**Consigne**
Dans l'extrait fourni, recopiez fidèlement tout le passage qui va de « Mais pour le » jusqu'à « Tiffany et Céline. ».

**Extrait fourni**
○ ○ ○ ○

Mais pour le DSI, le rapport au luxe reste l'expérience, le retour des clients en magasin. « Nous allons ramener les gens en magasin, les exposer à la sophistication de l'expérience et de nos produits, et à une interaction humaine, également sophistiquée, dit Franck Le Moal. Aujourd'hui, quand vous allez dans un magasin d'une des maisons LVMH, la tech, vous ne la voyez quasiment plus. La seule chose que vous voyez, c'est un conseiller de vente avec un iPhone ou une tablette. Pourtant, elle est présente en support, en backend, partout où c'est possible. » Et le DSI rappelle que la même logique est appliquée avec l'IA. Tous les conseillers retail sont équipés d'une application de clienteling, avec des agents pour éventuellement ajuster le message, la communication avec le client. Des agents de ce type sont déjà installés dans les maisons Tiffany et Céline.
Une triple posture face aux risques cyber
Autre sujet majeur avec le développement de l'IA pour LVMH, la cybersécurité. « Depuis environ un an, les grands retailers sont sous pression, constate Franck Le Moal. Et nous savons que ce problème va être amplifié par l'utilisation de l'IA et des agents. Le luxe y est confronté et nous allons adopter trois postures. » Une posture défensive pour commencer, qui consiste à doper les moyens de sécurisation des applications IA et, en particulier, des agents pour protéger les clients, le patrimoine produit, mais aussi les actifs digitaux. La deuxième posture que le groupe souhaite adopter face aux nombreuses menaces sur les États-Unis, l'Europe, la France, face aux tensions géopolitiques et économiques croissantes, est la proactivité. « Nous devons probablement changer notre rapport à l'information client, estime Franck Le Moal. Prendre davantage de précautions. Mieux segmenter les informations clients. » Troisième et dernière posture, la résilience. « Nous devons maîtriser nos partenaires, mieux hybrider nos systèmes et nos applications en fonction du contexte, en fonction des souverainetés. Et je pense que les grands acteurs de la tech doivent accompagner les grandes entreprises dans la sécurisation des informations clients, encore davantage avec l'émergence et la croissance de l'IA ! »

○ ○ ○ ○

**Données d'entrée**
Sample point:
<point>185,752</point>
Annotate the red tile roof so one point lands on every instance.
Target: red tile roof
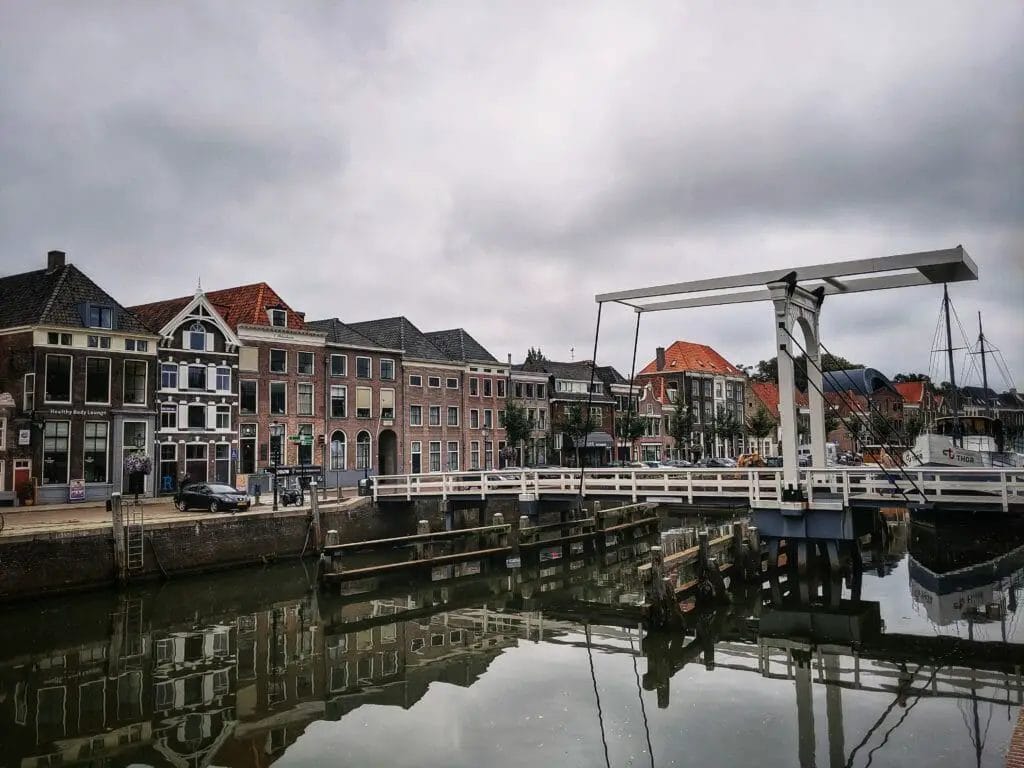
<point>767,392</point>
<point>685,355</point>
<point>911,391</point>
<point>241,305</point>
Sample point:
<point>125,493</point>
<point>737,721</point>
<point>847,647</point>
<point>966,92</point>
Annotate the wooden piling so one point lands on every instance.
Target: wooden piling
<point>120,552</point>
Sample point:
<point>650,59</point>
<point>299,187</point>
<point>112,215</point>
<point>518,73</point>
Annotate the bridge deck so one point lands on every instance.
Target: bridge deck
<point>972,488</point>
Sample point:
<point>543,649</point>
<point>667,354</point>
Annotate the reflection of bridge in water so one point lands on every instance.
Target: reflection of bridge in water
<point>186,676</point>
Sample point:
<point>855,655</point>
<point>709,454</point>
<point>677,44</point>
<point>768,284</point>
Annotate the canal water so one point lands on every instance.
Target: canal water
<point>540,666</point>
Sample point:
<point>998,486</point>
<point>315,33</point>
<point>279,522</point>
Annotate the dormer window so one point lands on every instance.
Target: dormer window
<point>197,338</point>
<point>100,316</point>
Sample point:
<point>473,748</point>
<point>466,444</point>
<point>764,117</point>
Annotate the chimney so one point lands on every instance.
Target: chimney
<point>54,260</point>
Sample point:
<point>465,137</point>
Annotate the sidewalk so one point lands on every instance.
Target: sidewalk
<point>51,518</point>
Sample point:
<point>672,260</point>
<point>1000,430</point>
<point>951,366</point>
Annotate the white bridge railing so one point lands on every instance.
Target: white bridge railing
<point>985,487</point>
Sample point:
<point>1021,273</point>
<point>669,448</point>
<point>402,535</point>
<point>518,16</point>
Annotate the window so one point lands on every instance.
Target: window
<point>55,452</point>
<point>223,379</point>
<point>364,402</point>
<point>197,416</point>
<point>57,378</point>
<point>29,392</point>
<point>169,417</point>
<point>363,451</point>
<point>339,404</point>
<point>197,338</point>
<point>305,399</point>
<point>247,399</point>
<point>338,451</point>
<point>279,361</point>
<point>197,377</point>
<point>339,365</point>
<point>95,452</point>
<point>279,397</point>
<point>168,376</point>
<point>97,380</point>
<point>100,316</point>
<point>223,417</point>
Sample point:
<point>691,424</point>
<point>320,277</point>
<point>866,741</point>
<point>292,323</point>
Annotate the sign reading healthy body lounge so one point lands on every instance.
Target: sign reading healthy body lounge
<point>76,491</point>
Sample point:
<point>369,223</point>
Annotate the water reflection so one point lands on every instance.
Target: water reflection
<point>232,670</point>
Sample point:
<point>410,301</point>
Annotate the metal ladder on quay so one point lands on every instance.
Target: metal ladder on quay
<point>134,543</point>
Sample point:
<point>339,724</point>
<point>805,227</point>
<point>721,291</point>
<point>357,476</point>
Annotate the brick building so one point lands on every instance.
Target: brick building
<point>197,391</point>
<point>363,404</point>
<point>713,389</point>
<point>80,370</point>
<point>454,391</point>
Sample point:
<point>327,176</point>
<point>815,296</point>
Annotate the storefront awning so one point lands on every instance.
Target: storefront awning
<point>597,439</point>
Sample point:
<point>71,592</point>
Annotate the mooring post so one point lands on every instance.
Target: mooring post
<point>314,512</point>
<point>422,548</point>
<point>120,555</point>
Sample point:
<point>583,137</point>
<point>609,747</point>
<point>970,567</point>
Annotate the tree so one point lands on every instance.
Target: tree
<point>630,426</point>
<point>681,427</point>
<point>576,424</point>
<point>535,355</point>
<point>727,426</point>
<point>761,424</point>
<point>516,423</point>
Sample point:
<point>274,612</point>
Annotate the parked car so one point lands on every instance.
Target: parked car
<point>212,496</point>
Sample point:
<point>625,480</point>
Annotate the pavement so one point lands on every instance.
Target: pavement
<point>51,518</point>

○ ○ ○ ○

**Corrigé**
Mais pour le DSI, le rapport au luxe reste l'expérience, le retour des clients en magasin. « Nous allons ramener les gens en magasin, les exposer à la sophistication de l'expérience et de nos produits, et à une interaction humaine, également sophistiquée, dit Franck Le Moal. Aujourd'hui, quand vous allez dans un magasin d'une des maisons LVMH, la tech, vous ne la voyez quasiment plus. La seule chose que vous voyez, c'est un conseiller de vente avec un iPhone ou une tablette. Pourtant, elle est présente en support, en backend, partout où c'est possible. » Et le DSI rappelle que la même logique est appliquée avec l'IA. Tous les conseillers retail sont équipés d'une application de clienteling, avec des agents pour éventuellement ajuster le message, la communication avec le client. Des agents de ce type sont déjà installés dans les maisons Tiffany et Céline.